» **About this task**
Give every line from the entries that contains "errors".

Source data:
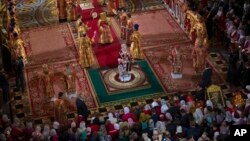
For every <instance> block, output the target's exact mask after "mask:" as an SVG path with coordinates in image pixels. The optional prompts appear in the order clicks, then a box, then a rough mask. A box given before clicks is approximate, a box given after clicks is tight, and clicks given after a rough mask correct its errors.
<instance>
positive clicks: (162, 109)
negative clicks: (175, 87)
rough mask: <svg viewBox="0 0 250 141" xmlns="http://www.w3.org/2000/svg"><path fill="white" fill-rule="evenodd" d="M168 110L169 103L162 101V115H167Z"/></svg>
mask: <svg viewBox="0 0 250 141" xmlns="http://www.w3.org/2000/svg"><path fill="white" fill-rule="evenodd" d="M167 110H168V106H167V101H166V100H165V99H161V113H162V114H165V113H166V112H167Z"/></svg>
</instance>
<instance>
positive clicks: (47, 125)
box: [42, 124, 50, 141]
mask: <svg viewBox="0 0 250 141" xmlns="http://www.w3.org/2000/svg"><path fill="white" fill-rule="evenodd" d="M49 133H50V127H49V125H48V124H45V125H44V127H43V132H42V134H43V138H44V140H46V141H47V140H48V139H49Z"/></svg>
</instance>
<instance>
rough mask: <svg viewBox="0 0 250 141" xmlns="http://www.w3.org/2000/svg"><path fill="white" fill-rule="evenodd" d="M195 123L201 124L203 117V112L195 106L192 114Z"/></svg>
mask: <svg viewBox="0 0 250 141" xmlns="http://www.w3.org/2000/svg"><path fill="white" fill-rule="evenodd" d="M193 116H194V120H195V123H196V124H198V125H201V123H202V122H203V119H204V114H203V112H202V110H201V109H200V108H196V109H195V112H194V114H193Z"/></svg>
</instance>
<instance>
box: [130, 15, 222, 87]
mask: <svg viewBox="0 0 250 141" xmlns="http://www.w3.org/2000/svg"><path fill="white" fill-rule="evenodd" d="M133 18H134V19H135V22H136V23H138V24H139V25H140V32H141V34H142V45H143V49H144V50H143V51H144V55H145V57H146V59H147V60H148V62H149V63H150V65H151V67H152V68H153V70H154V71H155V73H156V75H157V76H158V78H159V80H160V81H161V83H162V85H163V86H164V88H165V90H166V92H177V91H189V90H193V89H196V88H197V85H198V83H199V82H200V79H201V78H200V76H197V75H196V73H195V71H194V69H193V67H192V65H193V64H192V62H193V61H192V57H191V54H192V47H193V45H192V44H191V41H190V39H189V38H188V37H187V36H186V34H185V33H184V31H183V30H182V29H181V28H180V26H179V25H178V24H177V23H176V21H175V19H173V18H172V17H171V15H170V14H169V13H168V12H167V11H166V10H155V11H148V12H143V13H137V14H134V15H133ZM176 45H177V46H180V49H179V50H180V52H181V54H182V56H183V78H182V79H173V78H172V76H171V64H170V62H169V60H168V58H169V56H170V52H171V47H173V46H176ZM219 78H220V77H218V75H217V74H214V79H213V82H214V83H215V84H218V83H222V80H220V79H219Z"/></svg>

--

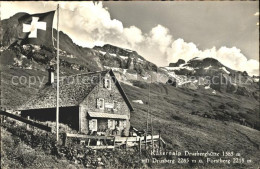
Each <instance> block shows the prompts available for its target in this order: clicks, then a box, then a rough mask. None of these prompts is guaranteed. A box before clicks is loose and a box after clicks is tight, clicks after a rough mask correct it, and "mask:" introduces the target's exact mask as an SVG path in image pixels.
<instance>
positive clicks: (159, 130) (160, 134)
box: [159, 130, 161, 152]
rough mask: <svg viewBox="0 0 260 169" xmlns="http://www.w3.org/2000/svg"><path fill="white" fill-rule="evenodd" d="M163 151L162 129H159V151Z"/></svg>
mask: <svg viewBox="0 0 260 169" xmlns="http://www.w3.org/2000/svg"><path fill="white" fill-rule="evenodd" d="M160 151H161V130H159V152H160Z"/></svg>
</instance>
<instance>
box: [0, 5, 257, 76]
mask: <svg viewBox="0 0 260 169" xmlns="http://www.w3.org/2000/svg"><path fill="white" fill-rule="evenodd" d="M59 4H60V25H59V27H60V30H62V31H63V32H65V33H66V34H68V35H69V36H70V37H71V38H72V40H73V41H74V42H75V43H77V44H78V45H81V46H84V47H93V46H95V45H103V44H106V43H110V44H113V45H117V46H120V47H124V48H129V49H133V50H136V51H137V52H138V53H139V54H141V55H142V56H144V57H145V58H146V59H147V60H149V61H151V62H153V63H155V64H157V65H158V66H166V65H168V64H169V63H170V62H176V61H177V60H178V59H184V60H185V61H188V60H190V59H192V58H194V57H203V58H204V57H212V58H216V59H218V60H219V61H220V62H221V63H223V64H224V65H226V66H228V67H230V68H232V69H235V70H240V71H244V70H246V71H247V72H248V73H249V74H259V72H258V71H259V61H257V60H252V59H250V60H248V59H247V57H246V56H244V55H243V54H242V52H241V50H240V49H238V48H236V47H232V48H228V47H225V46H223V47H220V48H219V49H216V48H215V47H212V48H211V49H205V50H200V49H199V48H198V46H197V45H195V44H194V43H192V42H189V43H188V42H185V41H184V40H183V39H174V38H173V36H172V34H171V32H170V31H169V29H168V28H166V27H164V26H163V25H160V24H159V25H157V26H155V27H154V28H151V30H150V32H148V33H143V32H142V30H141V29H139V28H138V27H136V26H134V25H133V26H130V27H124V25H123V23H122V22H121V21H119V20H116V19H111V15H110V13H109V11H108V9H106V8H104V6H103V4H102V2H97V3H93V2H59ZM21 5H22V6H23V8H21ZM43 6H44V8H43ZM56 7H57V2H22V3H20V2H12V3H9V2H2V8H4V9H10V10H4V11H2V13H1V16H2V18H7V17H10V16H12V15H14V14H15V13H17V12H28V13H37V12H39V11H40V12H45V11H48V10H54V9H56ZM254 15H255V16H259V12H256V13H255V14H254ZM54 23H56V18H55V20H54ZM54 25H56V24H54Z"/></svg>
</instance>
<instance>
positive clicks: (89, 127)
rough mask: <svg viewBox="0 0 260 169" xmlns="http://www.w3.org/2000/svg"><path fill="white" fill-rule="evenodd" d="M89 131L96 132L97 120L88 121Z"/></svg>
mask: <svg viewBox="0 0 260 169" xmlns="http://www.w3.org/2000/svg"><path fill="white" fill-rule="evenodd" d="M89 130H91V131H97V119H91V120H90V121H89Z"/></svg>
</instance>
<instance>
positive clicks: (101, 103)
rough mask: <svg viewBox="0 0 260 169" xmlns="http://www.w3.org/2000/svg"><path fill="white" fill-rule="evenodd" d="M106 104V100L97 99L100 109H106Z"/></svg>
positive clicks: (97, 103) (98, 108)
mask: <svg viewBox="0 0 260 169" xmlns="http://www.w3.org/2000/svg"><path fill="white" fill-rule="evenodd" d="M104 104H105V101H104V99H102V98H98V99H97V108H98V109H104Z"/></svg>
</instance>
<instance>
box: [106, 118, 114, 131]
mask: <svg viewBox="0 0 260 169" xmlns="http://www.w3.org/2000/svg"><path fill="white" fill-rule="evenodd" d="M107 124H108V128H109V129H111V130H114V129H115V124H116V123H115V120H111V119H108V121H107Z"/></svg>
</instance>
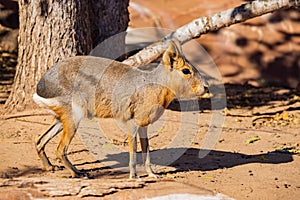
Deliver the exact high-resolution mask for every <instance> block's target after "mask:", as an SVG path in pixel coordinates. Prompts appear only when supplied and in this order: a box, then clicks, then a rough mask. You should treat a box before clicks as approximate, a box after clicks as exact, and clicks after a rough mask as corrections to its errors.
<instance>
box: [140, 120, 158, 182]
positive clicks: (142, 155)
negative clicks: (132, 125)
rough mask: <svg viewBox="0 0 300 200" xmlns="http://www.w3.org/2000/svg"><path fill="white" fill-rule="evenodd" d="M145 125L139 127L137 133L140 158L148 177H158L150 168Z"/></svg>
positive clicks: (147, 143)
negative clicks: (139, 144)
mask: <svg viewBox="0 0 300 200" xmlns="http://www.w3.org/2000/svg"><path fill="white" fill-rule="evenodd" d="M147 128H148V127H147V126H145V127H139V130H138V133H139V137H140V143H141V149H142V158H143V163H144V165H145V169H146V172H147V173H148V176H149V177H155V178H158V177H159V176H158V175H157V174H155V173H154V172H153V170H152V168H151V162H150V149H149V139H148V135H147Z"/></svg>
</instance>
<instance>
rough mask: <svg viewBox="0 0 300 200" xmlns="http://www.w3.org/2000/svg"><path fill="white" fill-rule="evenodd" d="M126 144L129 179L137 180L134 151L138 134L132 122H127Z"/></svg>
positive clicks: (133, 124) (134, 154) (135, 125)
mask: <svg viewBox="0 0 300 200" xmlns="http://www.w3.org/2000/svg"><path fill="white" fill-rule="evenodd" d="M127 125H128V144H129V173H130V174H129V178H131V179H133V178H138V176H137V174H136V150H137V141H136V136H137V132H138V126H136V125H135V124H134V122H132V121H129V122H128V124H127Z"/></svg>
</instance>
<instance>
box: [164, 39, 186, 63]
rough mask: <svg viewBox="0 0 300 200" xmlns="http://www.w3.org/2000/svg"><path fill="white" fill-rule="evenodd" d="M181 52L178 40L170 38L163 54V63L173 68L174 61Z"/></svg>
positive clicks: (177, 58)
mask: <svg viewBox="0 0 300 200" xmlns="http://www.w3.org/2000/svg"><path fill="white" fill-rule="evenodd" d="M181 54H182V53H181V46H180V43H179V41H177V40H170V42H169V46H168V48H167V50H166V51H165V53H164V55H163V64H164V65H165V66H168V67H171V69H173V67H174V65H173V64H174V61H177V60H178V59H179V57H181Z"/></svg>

» **Response**
For every <instance> block, output the target's exact mask after "mask:" as an SVG path with coordinates in image pixels. The optional prompts appear in the order clicks, then a box, then a rough mask. A box given before clicks is approximate, a box given after clicks is tight, and clicks given after a rough mask correct its errors.
Deliver the exact high-resolution mask for every <instance> block's target after "mask:", as an SVG path in pixel coordinates. Prompts appear only when supplied and in this order: a box, then clicks, then a rough mask. You should treat a box before clicks as approximate, a box after clicks as exact, and clicks after a rough mask as corrections to its errors.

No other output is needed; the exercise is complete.